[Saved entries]
----------------------------------------

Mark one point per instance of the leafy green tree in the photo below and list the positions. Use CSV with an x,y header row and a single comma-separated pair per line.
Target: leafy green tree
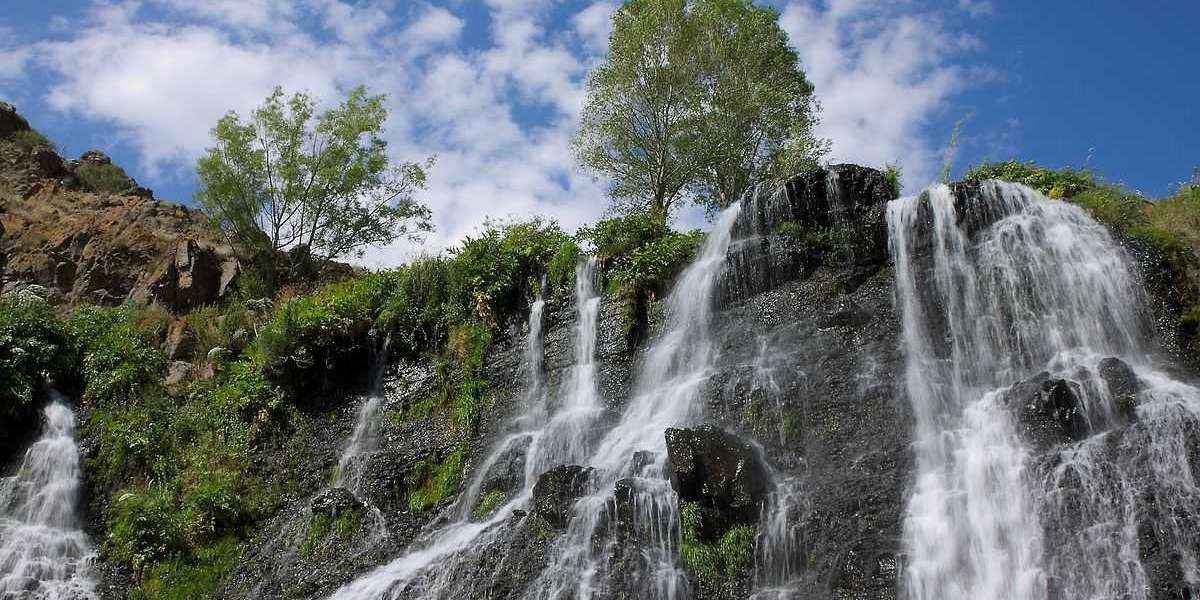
x,y
288,178
642,120
701,97
760,108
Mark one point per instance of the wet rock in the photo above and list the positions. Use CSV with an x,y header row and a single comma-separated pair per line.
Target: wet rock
x,y
1050,411
718,469
196,277
556,491
1123,385
335,501
180,341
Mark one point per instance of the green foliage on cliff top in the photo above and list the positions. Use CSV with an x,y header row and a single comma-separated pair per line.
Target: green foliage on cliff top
x,y
714,562
34,347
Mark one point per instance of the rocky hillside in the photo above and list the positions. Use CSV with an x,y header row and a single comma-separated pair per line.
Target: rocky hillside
x,y
90,234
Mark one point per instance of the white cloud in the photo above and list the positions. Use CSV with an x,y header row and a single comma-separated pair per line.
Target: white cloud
x,y
977,7
881,77
161,78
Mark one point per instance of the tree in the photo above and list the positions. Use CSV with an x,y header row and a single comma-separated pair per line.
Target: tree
x,y
701,97
641,124
760,117
322,185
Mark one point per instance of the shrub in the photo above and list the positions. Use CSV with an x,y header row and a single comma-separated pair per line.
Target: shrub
x,y
490,502
119,358
492,273
310,341
714,562
193,577
103,178
34,348
432,483
1054,183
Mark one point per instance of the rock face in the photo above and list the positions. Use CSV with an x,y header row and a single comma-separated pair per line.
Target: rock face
x,y
101,247
1049,411
334,502
556,491
717,469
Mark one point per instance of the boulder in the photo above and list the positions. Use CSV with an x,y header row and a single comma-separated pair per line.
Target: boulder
x,y
718,469
335,501
556,491
1122,384
1050,411
197,276
180,341
11,121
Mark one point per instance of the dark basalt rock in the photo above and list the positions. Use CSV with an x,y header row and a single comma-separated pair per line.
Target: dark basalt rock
x,y
335,501
717,469
556,492
1123,385
1050,411
845,205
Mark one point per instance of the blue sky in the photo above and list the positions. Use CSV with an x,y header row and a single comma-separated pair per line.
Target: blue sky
x,y
493,88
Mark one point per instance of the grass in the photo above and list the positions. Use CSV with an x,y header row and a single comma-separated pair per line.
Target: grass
x,y
713,562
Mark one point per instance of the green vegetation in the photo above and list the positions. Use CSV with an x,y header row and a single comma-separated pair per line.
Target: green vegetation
x,y
103,178
720,561
321,185
1054,183
431,483
641,257
700,96
34,348
1168,228
490,502
331,534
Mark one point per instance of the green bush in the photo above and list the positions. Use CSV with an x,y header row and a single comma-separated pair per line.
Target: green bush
x,y
34,348
492,273
196,577
318,339
714,562
30,139
103,178
1054,183
119,358
489,503
432,483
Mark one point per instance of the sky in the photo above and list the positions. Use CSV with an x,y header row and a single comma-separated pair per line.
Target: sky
x,y
493,88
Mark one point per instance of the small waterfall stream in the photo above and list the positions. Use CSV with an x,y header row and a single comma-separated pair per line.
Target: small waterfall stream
x,y
667,394
1042,288
43,552
551,431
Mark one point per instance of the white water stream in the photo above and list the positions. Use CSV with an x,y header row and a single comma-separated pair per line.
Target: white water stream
x,y
551,431
43,552
1043,288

----------------------------------------

> [Your goal]: Write out exactly the opening lines of the data, stopping after the line that holds "Mark one point per instance of the white cloud". Exclude pictures.

> [Exercise solution]:
Mark one point per instance of the leafy green tree in the photo below and list the positions. Use CSV with an x,y header row and a single comma-separated pair per line.
Target: leafy green tree
x,y
288,178
642,120
701,97
760,108
Mark one point per instance of the wet rock in the photo above and list the positions. Use CSV with an x,y header row and a single comma-separated pair per line.
Target: wet rock
x,y
1050,411
718,469
196,277
556,491
1123,385
335,501
180,341
Mark one point per instance of the green foliage on cliff top in the photo above and list the positions. Use CSV with an x,y header row and a single comma-separated pair per line.
Target: green foliage on cliff top
x,y
714,562
34,347
Mark one point per instance of the rocky hillside in the photo above and list the positions. Use CSV with an x,y header row and a single comma-separated pair per line.
Target: rocky hillside
x,y
90,234
Mark one point per instance of the white cloud in the photo above and list the positions. Use CSV with an x,y header row and a single comma-separated pair per line.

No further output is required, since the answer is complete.